Object position labeling items:
# # # # #

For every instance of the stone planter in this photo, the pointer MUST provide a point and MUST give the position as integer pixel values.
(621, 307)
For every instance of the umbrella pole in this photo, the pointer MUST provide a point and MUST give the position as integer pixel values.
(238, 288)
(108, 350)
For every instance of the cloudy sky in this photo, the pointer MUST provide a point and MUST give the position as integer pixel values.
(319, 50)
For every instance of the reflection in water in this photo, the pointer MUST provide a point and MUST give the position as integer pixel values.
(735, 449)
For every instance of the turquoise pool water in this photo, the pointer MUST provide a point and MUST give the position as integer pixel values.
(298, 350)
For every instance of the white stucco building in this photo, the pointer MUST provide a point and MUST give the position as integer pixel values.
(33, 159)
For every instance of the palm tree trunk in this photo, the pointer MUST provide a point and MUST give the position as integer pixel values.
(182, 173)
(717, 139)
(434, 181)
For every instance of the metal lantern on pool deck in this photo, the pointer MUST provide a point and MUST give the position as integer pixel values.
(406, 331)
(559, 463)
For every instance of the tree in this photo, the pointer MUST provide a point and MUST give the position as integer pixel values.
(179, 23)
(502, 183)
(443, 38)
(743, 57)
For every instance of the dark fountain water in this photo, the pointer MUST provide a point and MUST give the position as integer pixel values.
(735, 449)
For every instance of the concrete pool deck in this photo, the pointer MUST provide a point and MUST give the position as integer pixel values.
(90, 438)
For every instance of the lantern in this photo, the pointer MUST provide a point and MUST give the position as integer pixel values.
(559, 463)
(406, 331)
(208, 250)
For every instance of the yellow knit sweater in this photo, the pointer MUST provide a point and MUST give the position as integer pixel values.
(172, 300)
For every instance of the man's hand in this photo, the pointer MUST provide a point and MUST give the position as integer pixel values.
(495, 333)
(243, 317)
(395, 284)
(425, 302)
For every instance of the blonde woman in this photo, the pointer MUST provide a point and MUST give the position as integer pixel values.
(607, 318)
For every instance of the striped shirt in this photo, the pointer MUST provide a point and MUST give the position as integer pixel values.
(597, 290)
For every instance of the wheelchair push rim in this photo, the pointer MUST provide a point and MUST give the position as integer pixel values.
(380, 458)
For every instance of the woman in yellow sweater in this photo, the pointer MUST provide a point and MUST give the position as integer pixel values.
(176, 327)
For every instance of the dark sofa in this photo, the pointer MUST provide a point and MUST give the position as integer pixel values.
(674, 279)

# # # # #

Copy the items word for word, beginning at the line that contains "For every instance of the yellow" and ending with the last line of the items.

For every instance of the yellow knit sweater in this photo, the pointer MUST provide a point and MUST give the position as integer pixel values.
(172, 300)
For every instance of the man's hand in this photo, the pointer MUST provide a point and MUST give the position as integer pixel values.
(495, 333)
(243, 317)
(395, 284)
(425, 302)
For every instance of the blonde woman in this photo, the pointer MUST provide a point and MUST give the position as integer pixel values.
(607, 318)
For every instance of the striped shirt in this photo, the pointer MUST provide a point and MUST give the position as integer pixel values.
(597, 290)
For every instance of the wheelchair push rim in this photo, the pointer MUST provide a point and MUST give the position as integer pixel values.
(380, 458)
For every instance of the woman in yellow sweater in this photo, the pointer MUST provide a point and MUST give the position as integer pixel values.
(176, 327)
For every instance of the dark sofa in this photo, the pointer MUST provide a point and MUST give the position as integer pixel values.
(674, 279)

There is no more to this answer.